- **Extracted text**
•••••
Hunter Matthews, portrayed by Stanney, is the kind of lead designed to embody internal warfare. He is tasked with a mission that doesn’t just test his bravery — it dismantles the foundation of who he believes himself to be. The film frames his conflict with a simplicity that hits hard. Protecting one’s country is noble, but what happens when the path to fulfilling that oath is destructive to oneself? The film’s premise confronts this paradox head-on, and even with its short runtime, that central question lands with weight.
The story’s momentum is fueled by silence as much as tension. THREAT allows room for doubt to linger on Stanney’s face — the inner gears turning while he contemplates the cost of duty. His portrayal proves that expressions and quiet hesitation can communicate more than extended monologues ever could. Militant resolve gives way to vulnerability, and the viewer becomes a witness to the unraveling of certainty. It’s a reminder that covert missions rarely deliver clear-cut victories — someone always loses something.
•••••
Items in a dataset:
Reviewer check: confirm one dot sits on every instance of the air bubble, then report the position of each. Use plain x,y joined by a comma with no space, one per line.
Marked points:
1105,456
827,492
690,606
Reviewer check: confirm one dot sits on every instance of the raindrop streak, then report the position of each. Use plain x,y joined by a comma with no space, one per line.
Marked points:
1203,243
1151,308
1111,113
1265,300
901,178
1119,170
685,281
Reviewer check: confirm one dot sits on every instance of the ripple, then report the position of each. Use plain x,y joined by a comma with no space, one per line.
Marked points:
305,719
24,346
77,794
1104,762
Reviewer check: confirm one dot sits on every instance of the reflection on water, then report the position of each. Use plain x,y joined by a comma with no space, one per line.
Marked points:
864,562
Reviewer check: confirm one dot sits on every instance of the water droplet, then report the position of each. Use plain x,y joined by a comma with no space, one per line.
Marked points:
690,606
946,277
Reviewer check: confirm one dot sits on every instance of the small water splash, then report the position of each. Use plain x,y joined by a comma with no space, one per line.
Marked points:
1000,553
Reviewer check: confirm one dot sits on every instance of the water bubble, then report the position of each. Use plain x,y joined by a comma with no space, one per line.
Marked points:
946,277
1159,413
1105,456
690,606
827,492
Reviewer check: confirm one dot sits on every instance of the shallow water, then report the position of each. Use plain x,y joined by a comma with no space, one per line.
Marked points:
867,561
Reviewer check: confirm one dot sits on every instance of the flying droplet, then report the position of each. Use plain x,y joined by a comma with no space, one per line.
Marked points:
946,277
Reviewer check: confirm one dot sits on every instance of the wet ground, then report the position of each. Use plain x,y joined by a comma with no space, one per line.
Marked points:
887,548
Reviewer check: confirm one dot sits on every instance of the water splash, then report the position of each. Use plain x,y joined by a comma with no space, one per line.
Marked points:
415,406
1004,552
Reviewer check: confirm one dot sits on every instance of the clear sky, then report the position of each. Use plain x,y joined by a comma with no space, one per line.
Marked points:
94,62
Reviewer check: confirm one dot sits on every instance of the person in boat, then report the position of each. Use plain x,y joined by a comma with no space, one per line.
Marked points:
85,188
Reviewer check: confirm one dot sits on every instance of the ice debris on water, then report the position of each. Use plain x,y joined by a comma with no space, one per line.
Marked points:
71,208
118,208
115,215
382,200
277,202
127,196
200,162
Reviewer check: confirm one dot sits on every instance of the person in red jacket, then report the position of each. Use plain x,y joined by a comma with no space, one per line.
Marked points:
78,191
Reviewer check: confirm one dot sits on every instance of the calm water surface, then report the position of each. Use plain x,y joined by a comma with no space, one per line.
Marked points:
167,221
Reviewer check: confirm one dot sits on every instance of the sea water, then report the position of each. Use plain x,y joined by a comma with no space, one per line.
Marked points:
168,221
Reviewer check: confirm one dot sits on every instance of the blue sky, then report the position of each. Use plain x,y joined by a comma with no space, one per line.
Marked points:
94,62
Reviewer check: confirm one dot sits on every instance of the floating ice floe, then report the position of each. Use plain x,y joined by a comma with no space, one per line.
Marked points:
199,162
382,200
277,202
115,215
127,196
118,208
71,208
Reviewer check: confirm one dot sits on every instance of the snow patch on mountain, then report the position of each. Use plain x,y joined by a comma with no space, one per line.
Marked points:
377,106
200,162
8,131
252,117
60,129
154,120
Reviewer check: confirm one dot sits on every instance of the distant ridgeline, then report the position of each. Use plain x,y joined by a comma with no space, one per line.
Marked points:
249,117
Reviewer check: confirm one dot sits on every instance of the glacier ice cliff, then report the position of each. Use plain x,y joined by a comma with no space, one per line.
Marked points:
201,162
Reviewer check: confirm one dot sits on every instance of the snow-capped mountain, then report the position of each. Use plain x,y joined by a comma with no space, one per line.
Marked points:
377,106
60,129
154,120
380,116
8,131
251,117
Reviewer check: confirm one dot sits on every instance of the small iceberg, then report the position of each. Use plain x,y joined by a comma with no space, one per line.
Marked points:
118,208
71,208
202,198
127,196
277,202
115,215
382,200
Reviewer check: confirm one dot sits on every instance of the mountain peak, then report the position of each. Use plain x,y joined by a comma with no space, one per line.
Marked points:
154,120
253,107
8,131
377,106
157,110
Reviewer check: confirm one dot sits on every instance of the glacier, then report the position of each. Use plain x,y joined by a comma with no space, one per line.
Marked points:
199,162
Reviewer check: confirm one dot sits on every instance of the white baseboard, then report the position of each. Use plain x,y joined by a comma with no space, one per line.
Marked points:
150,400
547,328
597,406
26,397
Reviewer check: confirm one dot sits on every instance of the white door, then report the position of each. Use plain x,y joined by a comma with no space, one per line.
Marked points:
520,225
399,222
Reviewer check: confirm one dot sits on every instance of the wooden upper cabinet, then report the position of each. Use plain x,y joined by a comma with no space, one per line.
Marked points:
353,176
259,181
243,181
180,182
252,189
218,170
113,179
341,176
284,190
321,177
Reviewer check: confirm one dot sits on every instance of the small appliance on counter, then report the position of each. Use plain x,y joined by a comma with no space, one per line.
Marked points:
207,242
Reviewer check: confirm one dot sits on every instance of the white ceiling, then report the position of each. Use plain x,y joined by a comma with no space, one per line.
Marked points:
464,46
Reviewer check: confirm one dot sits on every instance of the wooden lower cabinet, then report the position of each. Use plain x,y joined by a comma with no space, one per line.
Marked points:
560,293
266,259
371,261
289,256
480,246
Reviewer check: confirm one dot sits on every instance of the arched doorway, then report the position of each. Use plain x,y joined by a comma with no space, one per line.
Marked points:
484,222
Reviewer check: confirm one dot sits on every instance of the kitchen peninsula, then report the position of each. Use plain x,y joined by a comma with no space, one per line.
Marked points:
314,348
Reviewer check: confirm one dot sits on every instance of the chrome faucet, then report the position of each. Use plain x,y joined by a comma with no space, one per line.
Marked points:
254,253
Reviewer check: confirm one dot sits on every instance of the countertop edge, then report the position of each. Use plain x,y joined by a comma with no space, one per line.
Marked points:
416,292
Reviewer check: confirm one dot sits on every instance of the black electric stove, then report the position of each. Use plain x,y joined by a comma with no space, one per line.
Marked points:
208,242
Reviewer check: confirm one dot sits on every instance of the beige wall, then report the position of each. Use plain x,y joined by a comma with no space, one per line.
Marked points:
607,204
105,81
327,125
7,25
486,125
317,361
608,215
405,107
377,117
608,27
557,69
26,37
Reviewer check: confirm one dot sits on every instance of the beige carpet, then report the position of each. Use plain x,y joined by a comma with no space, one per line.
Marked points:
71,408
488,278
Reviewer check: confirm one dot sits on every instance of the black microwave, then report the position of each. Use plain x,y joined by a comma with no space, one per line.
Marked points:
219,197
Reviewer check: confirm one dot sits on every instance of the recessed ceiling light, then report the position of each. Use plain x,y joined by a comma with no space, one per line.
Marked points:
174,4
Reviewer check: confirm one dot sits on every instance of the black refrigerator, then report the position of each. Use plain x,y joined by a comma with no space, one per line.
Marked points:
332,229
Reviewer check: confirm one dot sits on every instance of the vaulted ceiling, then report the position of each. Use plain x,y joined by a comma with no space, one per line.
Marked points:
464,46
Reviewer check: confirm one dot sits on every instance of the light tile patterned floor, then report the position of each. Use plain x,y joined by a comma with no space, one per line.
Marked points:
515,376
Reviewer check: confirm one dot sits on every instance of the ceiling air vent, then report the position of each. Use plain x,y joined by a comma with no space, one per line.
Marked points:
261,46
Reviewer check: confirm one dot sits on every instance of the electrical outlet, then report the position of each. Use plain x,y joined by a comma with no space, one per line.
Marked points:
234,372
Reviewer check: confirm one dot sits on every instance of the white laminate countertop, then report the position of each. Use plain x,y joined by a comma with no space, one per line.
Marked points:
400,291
•••••
- **Task statement**
Render this sentence from the film review into Spanish: "The film frames his conflict with a simplicity that hits hard."

- **Solution**
La película plantea su conflicto con una sencillez que golpea con fuerza.